“失敗”から学ぶ

当初は意欲を見せた同僚教員が、次第に体育授業を放棄するように

話=川道明子さん(旧姓:桑原/パラオ・小学校教育・2018年度1次隊)

2年生のクラスで体育授業を行う桑原さん

 30人ほどのクラスが各学年に3、4ずつある小学校に配属され、各クラスで週に1コマずつある体育授業の支援に取り組んだ。学級担任制の学校だが、体育授業には2人の専任教員が配置されていた。いずれも体育教育の専門性はなく、1人は3年前に、もう1人は1年前に体育担任になった教員だった。私のカウンターパート(以下、CP)となったのは、3年前に体育担任となった40代の男性教員。体重が100キロ以上あり、体を動かすことを得意としていない人だった。CPの担当は3、4年生で、水曜日に3年生の4クラス、木曜日に4年生の4クラスの体育授業があった。私はほかの曜日にある1、2年生の授業を受け持つかたわら、CPの授業を支援することとなった。

========================================================================

▶ **依頼事項 1**: 引用本文のうち「話=川道明子さん(旧姓:桑原/パラオ・小学校教育・2018年度1次隊)」から「授業を支援することとなった。」までの部分を、一字も変えずに再掲してください。
▶ **依頼事項 2**: 引用本文によると、カウンターパートが担当していた体育授業は何年生のものですか。
次のデータは、引用本文とは別の出典から採ったものです。

========================================================================

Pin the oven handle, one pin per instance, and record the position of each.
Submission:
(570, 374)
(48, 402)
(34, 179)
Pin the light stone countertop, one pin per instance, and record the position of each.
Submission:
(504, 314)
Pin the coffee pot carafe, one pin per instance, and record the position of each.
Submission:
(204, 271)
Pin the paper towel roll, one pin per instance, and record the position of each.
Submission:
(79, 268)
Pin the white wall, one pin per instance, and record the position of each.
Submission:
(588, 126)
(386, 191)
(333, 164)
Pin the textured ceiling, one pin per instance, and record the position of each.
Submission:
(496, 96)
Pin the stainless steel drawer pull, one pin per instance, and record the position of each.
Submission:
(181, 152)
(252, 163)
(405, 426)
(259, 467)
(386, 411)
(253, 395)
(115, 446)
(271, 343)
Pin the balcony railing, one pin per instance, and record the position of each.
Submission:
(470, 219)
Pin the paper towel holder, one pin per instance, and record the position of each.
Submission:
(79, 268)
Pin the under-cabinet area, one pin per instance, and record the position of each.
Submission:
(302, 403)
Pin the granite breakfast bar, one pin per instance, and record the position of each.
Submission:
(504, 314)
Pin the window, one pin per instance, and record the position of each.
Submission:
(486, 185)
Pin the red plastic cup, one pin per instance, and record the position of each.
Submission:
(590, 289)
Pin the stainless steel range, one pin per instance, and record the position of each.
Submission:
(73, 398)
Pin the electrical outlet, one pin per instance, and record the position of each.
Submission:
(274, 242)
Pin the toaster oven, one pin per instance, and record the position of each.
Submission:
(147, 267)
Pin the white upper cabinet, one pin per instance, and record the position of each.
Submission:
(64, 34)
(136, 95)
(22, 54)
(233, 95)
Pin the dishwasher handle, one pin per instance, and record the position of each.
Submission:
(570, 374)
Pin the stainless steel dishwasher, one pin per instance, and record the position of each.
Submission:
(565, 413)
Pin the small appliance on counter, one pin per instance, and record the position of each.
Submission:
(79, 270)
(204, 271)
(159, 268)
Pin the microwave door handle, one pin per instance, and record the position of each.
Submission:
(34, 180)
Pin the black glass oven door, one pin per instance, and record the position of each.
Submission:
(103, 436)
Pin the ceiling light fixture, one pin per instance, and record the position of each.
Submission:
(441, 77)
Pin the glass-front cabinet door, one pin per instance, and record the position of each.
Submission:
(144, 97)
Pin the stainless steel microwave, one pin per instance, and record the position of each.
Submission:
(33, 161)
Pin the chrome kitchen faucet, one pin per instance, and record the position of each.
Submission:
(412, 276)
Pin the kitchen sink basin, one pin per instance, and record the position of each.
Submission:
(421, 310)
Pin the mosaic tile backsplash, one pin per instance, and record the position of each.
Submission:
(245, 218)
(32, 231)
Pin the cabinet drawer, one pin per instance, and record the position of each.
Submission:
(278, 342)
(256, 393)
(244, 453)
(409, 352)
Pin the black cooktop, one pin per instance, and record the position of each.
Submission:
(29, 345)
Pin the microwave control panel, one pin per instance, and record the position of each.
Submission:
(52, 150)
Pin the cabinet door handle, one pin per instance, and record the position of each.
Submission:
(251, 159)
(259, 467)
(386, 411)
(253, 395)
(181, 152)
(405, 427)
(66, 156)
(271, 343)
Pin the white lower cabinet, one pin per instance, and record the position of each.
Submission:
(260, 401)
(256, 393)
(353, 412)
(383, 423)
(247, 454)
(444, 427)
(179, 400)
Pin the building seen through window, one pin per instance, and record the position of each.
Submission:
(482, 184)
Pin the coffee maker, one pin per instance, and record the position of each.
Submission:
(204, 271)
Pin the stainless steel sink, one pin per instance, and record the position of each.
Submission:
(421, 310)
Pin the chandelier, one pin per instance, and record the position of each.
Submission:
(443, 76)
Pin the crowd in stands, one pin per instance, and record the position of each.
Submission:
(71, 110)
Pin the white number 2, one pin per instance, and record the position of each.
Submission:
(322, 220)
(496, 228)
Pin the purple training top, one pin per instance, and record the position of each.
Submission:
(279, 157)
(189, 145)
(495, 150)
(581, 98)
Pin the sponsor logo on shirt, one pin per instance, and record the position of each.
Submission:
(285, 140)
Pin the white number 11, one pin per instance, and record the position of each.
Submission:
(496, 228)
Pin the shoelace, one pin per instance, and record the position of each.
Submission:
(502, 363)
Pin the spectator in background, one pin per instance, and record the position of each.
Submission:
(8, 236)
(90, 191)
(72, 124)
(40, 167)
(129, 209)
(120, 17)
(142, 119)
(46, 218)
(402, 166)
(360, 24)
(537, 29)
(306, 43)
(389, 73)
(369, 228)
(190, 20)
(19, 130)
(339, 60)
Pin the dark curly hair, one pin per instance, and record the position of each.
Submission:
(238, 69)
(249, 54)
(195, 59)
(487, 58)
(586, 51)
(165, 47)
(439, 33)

========================================================================

▶ **記述回答 1**:
話=川道明子さん(旧姓:桑原/パラオ・小学校教育・2018年度1次隊)

2年生のクラスで体育授業を行う桑原さん

 30人ほどのクラスが各学年に3、4ずつある小学校に配属され、各クラスで週に1コマずつある体育授業の支援に取り組んだ。学級担任制の学校だが、体育授業には2人の専任教員が配置されていた。いずれも体育教育の専門性はなく、1人は3年前に、もう1人は1年前に体育担任になった教員だった。私のカウンターパート(以下、CP)となったのは、3年前に体育担任となった40代の男性教員。体重が100キロ以上あり、体を動かすことを得意としていない人だった。CPの担当は3、4年生で、水曜日に3年生の4クラス、木曜日に4年生の4クラスの体育授業があった。私はほかの曜日にある1、2年生の授業を受け持つかたわら、CPの授業を支援することとなった。

▶ **記述回答 2**: 3年生と4年生です。